ACTIVITY: Give the data back exactly. Leave out any images.

EXTRACTED ENTRIES:

══════

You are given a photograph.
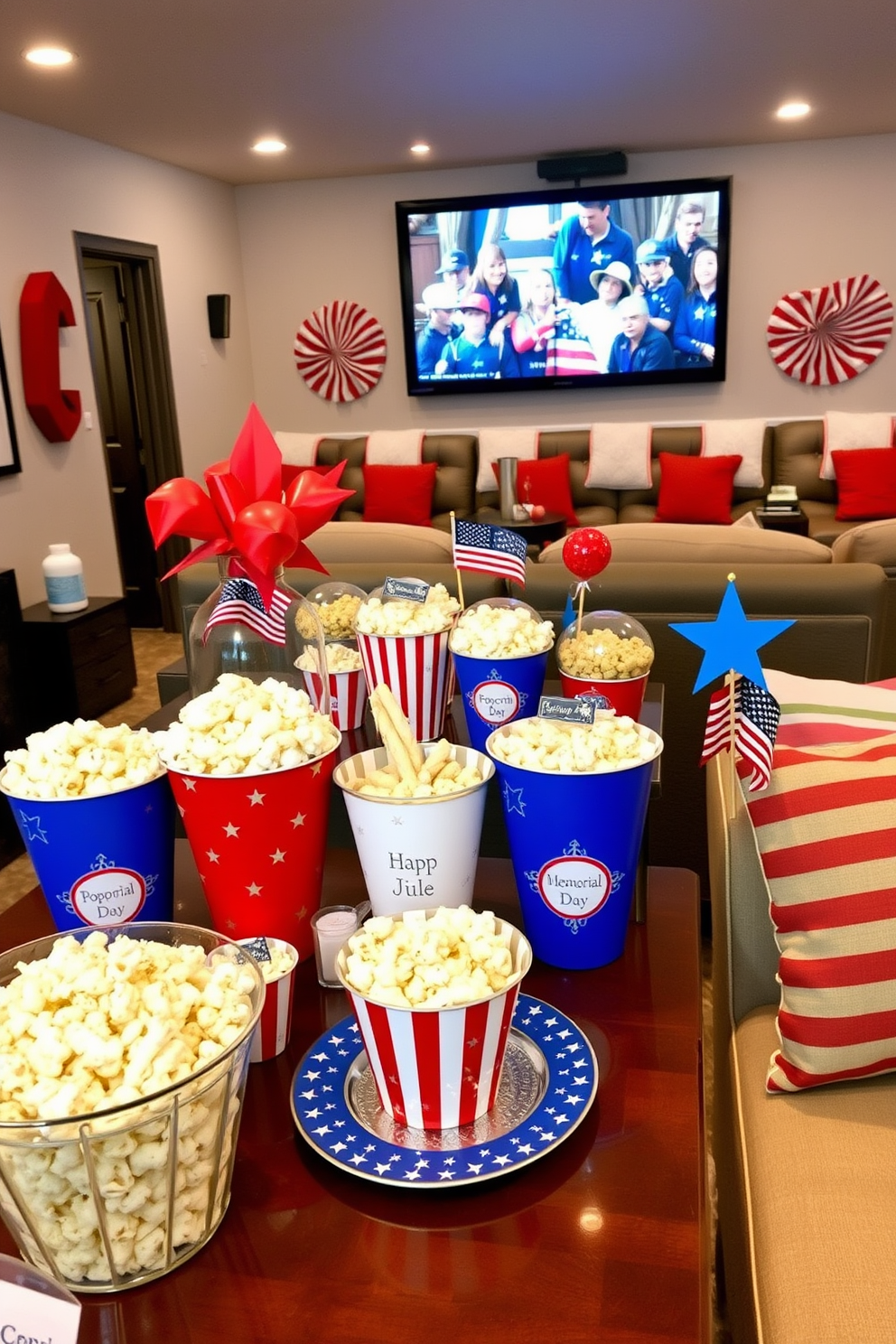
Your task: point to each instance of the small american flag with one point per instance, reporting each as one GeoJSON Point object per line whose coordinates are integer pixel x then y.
{"type": "Point", "coordinates": [757, 714]}
{"type": "Point", "coordinates": [240, 602]}
{"type": "Point", "coordinates": [493, 550]}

══════

RESULT FOR THIS EXERCISE:
You are given a photograph.
Your task: point to each instance of the small american flag with one point per instance, reporting each as one GeoJSON Point object per line whose coordinates are integer pixel x then y.
{"type": "Point", "coordinates": [757, 714]}
{"type": "Point", "coordinates": [240, 602]}
{"type": "Point", "coordinates": [493, 550]}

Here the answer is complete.